[Begin Entries supplied]

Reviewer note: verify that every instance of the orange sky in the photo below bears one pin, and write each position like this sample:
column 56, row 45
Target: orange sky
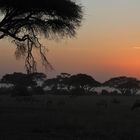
column 107, row 44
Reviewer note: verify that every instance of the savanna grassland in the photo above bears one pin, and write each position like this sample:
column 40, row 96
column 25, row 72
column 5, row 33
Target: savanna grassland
column 65, row 117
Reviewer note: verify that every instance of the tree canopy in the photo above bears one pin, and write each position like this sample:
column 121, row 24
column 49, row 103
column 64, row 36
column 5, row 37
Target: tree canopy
column 25, row 20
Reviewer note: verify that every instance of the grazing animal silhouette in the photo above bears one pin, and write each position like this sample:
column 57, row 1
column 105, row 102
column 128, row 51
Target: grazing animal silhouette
column 135, row 105
column 49, row 102
column 115, row 101
column 61, row 103
column 102, row 103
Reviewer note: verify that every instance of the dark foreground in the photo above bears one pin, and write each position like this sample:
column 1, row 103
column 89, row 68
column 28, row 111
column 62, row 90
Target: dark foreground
column 69, row 118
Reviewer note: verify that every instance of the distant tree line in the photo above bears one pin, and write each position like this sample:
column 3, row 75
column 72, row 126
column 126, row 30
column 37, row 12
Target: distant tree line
column 65, row 84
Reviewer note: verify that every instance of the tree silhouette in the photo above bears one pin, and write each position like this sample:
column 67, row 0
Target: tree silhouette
column 23, row 21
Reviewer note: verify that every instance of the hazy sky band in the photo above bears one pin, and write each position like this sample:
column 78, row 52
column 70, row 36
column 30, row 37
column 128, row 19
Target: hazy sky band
column 107, row 44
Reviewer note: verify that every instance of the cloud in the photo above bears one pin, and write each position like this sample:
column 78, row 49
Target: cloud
column 136, row 47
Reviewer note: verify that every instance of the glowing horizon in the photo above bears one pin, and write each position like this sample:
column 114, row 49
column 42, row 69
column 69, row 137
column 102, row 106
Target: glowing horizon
column 107, row 45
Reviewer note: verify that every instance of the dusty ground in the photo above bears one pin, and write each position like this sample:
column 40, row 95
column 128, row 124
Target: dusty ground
column 64, row 117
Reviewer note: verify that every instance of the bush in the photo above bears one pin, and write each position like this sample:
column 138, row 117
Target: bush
column 20, row 91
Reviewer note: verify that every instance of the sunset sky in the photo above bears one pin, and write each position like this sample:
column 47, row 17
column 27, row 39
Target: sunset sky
column 106, row 45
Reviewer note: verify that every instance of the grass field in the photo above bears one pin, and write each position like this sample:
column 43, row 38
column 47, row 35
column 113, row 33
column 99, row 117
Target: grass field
column 49, row 117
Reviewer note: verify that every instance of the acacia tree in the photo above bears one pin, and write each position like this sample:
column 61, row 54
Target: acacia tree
column 25, row 20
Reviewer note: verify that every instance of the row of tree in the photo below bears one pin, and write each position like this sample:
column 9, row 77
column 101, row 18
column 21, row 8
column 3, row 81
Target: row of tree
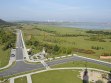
column 99, row 32
column 96, row 48
column 7, row 39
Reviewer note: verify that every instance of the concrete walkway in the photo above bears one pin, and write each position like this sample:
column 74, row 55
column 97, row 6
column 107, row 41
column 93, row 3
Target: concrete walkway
column 29, row 80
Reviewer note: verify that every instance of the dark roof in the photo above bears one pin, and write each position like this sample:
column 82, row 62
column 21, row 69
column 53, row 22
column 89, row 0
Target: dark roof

[End Entries supplied]

Written problem
Write out the listing above word for word, leaving out the pictures.

Full response
Reviewer note: verify that every instance of the orange sky in the photo below bears one pin, and write each position like this sample:
column 56, row 45
Target: orange sky
column 107, row 44
Reviewer note: verify that every instance of the savanna grassland in the photo above bears one pin, and write each position like this sample:
column 40, row 96
column 25, row 72
column 5, row 33
Target: savanna grassland
column 65, row 117
Reviewer note: verify that every instance of the tree canopy in the photo above bears one pin, and write each position like this sample:
column 121, row 24
column 49, row 103
column 64, row 36
column 5, row 37
Target: tree canopy
column 25, row 20
Reviewer note: verify that every instance of the grazing animal silhouette in the photo above bears one pin, and write each position like this sample:
column 57, row 1
column 105, row 102
column 128, row 51
Target: grazing animal silhouette
column 135, row 105
column 49, row 102
column 115, row 101
column 61, row 103
column 102, row 103
Reviewer note: verify that every instance of the dark foreground in the photo above bears one pin, and write each position like this sample:
column 1, row 103
column 89, row 68
column 28, row 111
column 62, row 90
Target: dark foreground
column 69, row 118
Reviewer note: verify that every instance of the distant tree line in the photo above bears one pin, and write each position like this sample:
column 3, row 75
column 72, row 126
column 126, row 30
column 37, row 12
Target: distant tree line
column 65, row 84
Reviewer note: verify that every instance of the tree silhouette in the photo above bears one pin, and write each position like this sample:
column 67, row 0
Target: tree silhouette
column 23, row 21
Reviewer note: verify that every instance of the hazy sky band in the photo above bears one pin, and write each position like this sample:
column 78, row 52
column 70, row 36
column 30, row 37
column 128, row 19
Target: hazy sky band
column 107, row 44
Reviewer note: verify that every instance of the cloud in the photo above bears one pin, and write each position like this sample:
column 78, row 49
Target: cloud
column 136, row 47
Reviewer note: verify that every instance of the glowing horizon in the photo above bears one pin, and write each position like this sample:
column 114, row 49
column 42, row 69
column 69, row 137
column 102, row 106
Target: glowing horizon
column 107, row 45
Reviewer note: verify that every instance of the dusty ground in the photo above bears one pin, and write each position like this sample:
column 40, row 95
column 128, row 124
Target: dusty ground
column 64, row 117
Reviewer note: verify that every instance of the bush in the photo above bears one pin, and write each position like this sample:
column 138, row 117
Target: bush
column 20, row 91
Reviewer note: verify that every instance of the sunset sky in the photo above bears one pin, and write each position like this sample:
column 47, row 17
column 27, row 39
Target: sunset sky
column 106, row 45
Reviewer note: verify that every instance of the grass field in the photo above bears one pin, and write each position like this sample:
column 43, row 38
column 47, row 35
column 113, row 33
column 99, row 117
Target: grass field
column 49, row 117
Reviewer note: verify that every instance of the acacia tree in the photo above bears one pin, and write each position like this sample:
column 61, row 54
Target: acacia tree
column 25, row 20
Reviewer note: verify that every instance of the row of tree in the photo below bears one pin, and write each position like this sample:
column 9, row 77
column 101, row 18
column 21, row 8
column 3, row 81
Target: row of tree
column 99, row 32
column 96, row 48
column 7, row 39
Reviewer note: verify that every instance of the concrete walkway in the photo above bears one pin, and write each position like this sample:
column 74, row 55
column 97, row 6
column 107, row 41
column 93, row 3
Target: concrete walkway
column 29, row 80
Reviewer note: verify that every instance of the dark roof in the photo above bears one pin, and write each position like this sample:
column 82, row 62
column 21, row 69
column 53, row 22
column 89, row 0
Target: dark roof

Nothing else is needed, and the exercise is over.